Text section:
Content starts

Yep, you read it right, I had the freakin things, and they let me down again. I wrote the biological dad person. And well, he hasn’t written back or responded in any way, except now I find out that the person who is his son has blocked me and can I say WOW. I am really glad I wrote to him finally after all these years. I am proud of myself for doing it. At least that is what Big Stacy said she heard in my voice. But, I am really disappointed that the person who is his son, felt the need to delete me off of his friends list. Yes, I am talking about Facebook. LOL
You know when you haven’t had that person in your life growing up, and you build him up in your mind. You make him out to be superman, or the Incredible Hulk, or Triple H. Then you get the nerve up to call your grandmother, who happens to be his mother and find out that she is the nicest, warmest, most caring person you have ever met in your life. You think to yourself, hmmmm, my dad oops I used that word, is going to be at least half of that. Then you meet him and he throws money here there and everywhere at you, and you are way too overwhelmed to comprehend what is going on until he leaves, and you don’t hear from him ever again. I guess I just didn’t measure up. I was a teenage mom, I was a bit on the chunky side, and well, I had been through a lot. So, you start to think? I must have done something wrong. But, what? And all of your flaws, little as they may be you say to yourself, if I wasn’t like this or that, maybe my dad would have loved me, and accepted me. I do thank my mom, she told me from as young as I can remember who he was and all that info and she had a yearbook with his picture in that she shared with me and said someday you’ll meet him. She promised me. And I did. I really wish sometimes she would have broken that promise. Not, really but, sometimes it is a fleeting though.

Content ends

Problems to solve:
(1) According to the post about the writer's biological father, who deleted the writer from a Facebook friends list?
(2) In the post about the writer's biological father, why did the writer expect the father to be at least half as kind as the grandmother?
(3) Carry on the post about the writer's biological father, starting after its last sentence.
The entries that follow are separate material and are not part of the post about the writer's biological father.

Supplied information:
Content starts

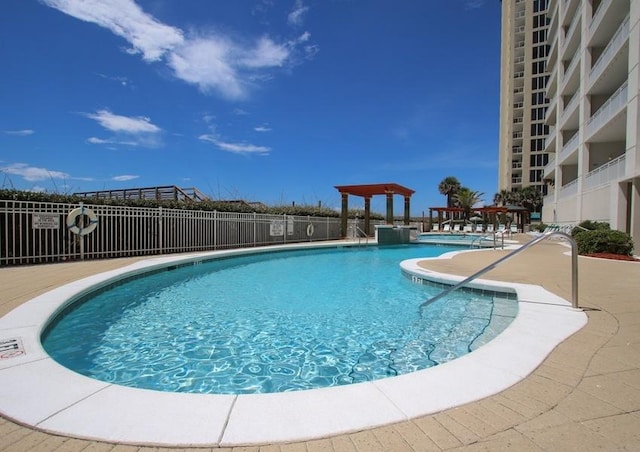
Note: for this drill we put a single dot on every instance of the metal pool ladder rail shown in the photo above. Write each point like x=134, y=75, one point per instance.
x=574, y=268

Content ends
Content starts

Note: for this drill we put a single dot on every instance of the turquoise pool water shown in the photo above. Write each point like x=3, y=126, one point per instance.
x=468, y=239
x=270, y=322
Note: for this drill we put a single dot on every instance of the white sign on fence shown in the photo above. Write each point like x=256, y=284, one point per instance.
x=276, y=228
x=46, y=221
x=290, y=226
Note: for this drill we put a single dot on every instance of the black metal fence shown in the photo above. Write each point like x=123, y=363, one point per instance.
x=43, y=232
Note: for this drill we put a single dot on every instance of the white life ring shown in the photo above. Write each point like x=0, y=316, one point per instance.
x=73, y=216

Content ends
Content starts

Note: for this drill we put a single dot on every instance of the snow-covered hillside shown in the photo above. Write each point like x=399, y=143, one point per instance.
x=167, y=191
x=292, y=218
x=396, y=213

Content ends

Answers to the tasks:
(1) The biological father's son.

(2) The grandmother is the father's mother, and the writer found her to be the nicest, warmest, most caring person ever met. This led the writer to assume her son would share at least half of those qualities.

(3)
As I got older, the urge to know exactly what I did wrong, turned into, hmmm, it’s been a while, maybe he has changed his mind and it has taken me almost 20 years to get the courage up to even admit to myself that I wanted to know. And guess what I expected him to tell me. I hate that. I should have known better and I did know better. I even told myself that I knew better when I wrote to him. But, here we are with no response and I have been blocked and his son has also blocked and deleted me. Go figure. But, it is ok, and I will be ok. Because I always make sure that I am. Just this time, I am going to be ok the right way, not the wrong way. I am not going to stuff it and make sure that everything is ok, I am going to let it out and let it be. Because if not, I am going to be stuck with some stinky sewage sh**. And we all know from that 70’s lady, that, just isn’t the right way. humpf….expectations…who needs them, I don’t!